-- Start Material for this task --

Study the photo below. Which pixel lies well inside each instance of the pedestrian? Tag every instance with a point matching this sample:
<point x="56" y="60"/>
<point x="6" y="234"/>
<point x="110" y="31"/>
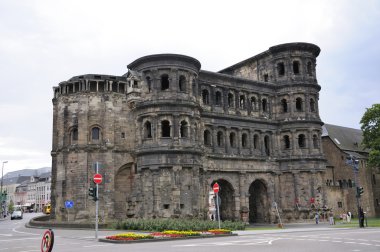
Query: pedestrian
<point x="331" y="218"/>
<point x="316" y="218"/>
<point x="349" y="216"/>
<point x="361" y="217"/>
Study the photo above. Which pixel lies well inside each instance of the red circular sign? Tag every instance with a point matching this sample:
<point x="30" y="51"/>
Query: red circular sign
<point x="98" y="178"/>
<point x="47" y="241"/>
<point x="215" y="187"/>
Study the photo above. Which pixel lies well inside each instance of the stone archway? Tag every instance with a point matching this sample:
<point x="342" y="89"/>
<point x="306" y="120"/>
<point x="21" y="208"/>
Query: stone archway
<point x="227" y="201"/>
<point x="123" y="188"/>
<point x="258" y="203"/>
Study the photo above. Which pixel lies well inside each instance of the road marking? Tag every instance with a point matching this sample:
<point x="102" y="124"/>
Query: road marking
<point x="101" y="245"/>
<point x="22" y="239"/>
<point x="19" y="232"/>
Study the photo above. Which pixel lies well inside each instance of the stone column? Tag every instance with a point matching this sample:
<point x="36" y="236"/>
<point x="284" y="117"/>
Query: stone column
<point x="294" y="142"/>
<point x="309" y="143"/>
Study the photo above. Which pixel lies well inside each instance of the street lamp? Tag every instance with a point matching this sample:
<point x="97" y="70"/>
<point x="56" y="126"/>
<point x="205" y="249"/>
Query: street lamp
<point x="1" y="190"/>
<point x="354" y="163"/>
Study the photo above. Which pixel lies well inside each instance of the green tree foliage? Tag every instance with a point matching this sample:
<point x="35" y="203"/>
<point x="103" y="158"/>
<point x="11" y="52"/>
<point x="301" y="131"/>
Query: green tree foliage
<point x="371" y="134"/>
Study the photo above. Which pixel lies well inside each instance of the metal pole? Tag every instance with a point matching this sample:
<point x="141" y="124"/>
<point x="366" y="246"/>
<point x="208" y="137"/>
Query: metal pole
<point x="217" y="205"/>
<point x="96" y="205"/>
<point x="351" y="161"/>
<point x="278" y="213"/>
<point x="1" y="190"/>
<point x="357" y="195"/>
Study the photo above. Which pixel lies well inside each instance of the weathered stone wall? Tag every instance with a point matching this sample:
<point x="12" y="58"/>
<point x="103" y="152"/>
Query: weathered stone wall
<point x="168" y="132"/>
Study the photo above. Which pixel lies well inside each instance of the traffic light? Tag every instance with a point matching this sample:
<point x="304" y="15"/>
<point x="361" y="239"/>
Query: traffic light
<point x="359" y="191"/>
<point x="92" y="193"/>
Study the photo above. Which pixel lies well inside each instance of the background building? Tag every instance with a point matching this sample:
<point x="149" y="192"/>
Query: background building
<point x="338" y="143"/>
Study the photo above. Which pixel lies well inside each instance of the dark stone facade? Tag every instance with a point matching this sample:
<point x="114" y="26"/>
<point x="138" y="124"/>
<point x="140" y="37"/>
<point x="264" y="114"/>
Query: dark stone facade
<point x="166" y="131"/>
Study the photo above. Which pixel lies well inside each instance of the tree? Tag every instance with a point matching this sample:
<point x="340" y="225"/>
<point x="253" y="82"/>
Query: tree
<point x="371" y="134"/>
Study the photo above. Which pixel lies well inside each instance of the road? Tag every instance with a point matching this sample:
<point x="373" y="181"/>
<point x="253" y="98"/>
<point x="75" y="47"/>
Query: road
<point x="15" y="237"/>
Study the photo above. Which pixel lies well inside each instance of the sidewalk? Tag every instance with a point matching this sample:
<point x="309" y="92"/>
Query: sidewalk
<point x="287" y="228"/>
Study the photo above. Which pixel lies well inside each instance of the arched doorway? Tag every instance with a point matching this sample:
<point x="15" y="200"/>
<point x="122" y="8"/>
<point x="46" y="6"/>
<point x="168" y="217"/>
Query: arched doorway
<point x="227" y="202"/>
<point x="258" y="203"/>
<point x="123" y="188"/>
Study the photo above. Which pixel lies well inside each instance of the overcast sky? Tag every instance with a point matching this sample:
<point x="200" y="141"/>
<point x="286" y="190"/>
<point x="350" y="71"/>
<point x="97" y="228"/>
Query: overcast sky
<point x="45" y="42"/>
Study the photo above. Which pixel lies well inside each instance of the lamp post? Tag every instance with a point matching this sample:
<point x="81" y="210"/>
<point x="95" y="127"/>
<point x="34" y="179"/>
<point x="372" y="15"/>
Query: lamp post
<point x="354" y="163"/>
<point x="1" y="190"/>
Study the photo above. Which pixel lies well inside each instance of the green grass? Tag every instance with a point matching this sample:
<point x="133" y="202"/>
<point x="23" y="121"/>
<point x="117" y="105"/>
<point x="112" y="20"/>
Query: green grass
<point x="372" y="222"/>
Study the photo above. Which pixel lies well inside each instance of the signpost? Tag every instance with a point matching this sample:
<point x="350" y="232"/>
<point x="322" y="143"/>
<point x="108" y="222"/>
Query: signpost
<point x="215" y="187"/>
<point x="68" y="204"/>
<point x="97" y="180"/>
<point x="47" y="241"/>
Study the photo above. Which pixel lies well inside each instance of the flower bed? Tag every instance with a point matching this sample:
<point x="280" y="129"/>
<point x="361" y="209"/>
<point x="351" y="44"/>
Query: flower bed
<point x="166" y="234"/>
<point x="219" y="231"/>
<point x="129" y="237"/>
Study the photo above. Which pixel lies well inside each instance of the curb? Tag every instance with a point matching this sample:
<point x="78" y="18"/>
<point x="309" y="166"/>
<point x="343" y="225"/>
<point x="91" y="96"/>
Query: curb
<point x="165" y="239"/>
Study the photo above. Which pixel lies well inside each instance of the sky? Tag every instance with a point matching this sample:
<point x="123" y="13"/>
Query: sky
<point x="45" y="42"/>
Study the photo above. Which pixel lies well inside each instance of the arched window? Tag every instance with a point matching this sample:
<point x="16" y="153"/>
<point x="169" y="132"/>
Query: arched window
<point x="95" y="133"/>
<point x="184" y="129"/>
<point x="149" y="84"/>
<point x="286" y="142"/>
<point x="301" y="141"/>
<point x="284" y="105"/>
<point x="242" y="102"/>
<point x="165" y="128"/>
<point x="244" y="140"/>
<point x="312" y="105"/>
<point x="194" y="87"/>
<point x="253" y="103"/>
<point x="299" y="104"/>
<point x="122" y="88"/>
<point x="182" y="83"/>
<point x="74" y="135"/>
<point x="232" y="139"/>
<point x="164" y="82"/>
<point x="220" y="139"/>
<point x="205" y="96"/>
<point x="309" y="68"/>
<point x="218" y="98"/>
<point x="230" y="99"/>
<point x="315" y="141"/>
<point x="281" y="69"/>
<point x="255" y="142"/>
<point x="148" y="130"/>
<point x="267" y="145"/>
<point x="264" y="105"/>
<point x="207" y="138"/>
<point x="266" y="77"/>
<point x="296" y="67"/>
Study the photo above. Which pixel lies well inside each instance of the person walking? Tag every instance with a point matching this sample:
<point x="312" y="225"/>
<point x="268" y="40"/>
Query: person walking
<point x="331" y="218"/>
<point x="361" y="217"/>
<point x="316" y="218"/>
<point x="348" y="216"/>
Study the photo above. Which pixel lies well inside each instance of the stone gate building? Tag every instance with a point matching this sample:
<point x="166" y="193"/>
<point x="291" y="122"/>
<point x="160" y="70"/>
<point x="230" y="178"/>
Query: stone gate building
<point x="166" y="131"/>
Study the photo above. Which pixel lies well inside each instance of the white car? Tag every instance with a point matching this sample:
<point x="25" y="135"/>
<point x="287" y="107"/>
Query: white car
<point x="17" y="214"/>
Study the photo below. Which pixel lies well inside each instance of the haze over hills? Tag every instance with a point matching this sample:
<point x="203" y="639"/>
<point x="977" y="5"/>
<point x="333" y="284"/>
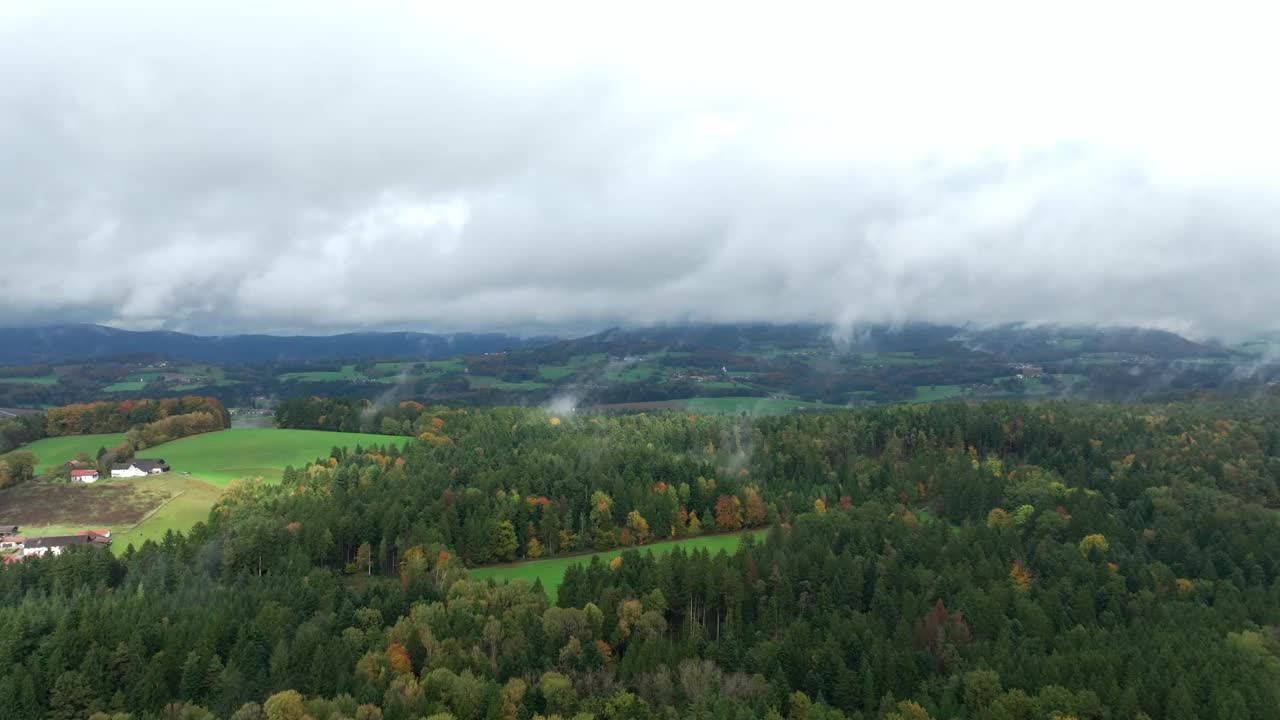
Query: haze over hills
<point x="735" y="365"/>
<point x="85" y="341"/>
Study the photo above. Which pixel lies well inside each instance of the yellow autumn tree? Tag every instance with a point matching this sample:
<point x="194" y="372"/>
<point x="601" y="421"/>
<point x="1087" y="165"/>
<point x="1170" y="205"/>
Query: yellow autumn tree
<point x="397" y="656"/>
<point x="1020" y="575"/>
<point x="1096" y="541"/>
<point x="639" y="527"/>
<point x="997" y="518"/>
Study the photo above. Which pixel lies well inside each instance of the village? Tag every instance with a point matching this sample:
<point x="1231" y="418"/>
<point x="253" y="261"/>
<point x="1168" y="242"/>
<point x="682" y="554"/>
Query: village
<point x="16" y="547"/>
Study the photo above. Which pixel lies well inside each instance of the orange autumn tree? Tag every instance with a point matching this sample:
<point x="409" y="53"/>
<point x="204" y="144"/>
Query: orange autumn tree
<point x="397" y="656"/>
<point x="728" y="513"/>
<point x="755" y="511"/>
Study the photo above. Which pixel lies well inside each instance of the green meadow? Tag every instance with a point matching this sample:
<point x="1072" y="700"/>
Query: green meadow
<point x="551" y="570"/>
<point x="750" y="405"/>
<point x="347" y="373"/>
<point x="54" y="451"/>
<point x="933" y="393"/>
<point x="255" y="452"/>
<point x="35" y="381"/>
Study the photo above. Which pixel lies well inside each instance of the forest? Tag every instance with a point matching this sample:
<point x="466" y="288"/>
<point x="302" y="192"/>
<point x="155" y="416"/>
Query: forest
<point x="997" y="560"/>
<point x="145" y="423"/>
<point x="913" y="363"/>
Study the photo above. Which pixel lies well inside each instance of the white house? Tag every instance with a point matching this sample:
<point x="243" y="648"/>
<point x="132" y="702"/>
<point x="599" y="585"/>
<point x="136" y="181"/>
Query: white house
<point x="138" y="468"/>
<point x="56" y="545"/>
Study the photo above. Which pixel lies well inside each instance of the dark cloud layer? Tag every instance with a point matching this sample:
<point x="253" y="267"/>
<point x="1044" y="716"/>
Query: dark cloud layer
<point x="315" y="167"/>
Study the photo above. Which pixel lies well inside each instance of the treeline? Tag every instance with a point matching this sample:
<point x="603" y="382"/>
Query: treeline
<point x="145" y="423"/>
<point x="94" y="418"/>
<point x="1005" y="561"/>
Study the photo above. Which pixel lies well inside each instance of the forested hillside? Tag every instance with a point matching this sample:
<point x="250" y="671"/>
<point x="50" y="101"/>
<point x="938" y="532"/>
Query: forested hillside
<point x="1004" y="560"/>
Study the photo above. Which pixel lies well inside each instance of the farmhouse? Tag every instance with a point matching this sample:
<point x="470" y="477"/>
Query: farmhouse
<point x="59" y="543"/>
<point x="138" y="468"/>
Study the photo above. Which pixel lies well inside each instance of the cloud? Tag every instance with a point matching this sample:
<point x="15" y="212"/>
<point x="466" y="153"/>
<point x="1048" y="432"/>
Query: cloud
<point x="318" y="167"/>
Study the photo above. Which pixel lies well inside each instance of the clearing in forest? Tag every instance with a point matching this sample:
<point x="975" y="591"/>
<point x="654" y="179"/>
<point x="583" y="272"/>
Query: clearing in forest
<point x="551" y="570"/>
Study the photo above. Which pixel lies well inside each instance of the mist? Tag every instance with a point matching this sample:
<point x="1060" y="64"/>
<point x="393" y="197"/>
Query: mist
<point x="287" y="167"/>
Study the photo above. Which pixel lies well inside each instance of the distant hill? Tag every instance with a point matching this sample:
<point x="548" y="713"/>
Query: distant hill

-- End Material for this task --

Starting from the line containing "the dark cloud" and ending with the final line of the data, reproduce each line exactly as it appears, including no other lines.

• _Response_:
Study the photo above. Which pixel lies well inside each instance of the dark cloud layer? Tag every instance with a point matching this sample:
<point x="253" y="267"/>
<point x="1044" y="716"/>
Query: dark cloud layer
<point x="315" y="167"/>
Study the photo above. Which pixel lies well inside each instance of the treeline? Tag every instance with a point matching this sample:
<point x="603" y="382"/>
Query: treeline
<point x="145" y="423"/>
<point x="94" y="418"/>
<point x="1005" y="561"/>
Study the photo above. Which pixel lies well inside each instance of the forested hillside? Tag every instance with a point matching this sample:
<point x="250" y="671"/>
<point x="50" y="101"/>
<point x="938" y="532"/>
Query: forested hillside
<point x="1004" y="560"/>
Study the photo above. Which pixel lies well inside each instance of the farmhouse? Tag every instance with a point matching this sample:
<point x="470" y="477"/>
Query: farmhouse
<point x="59" y="543"/>
<point x="138" y="468"/>
Study the photo above. Which pixel lies well inside each instance of the cloud? Tag every instance with a point matching this sample:
<point x="15" y="212"/>
<point x="466" y="153"/>
<point x="1048" y="432"/>
Query: cloud
<point x="318" y="167"/>
Study the photo above. Which pixel lies well inside each instance of the clearing in forest? Tag every instance with a point matching this sample:
<point x="975" y="591"/>
<point x="654" y="179"/>
<point x="583" y="272"/>
Query: clearing in forest
<point x="551" y="570"/>
Study the photo above. Which pixel lies well inside each instance of the mist? Tag every instance with a point matching this sample:
<point x="1060" y="64"/>
<point x="393" y="197"/>
Query: mist
<point x="287" y="167"/>
Study the photo above. Which pixel lies well inside each instance of the distant hill? Tag every instance with a point matching this sample:
<point x="548" y="713"/>
Query: distant hill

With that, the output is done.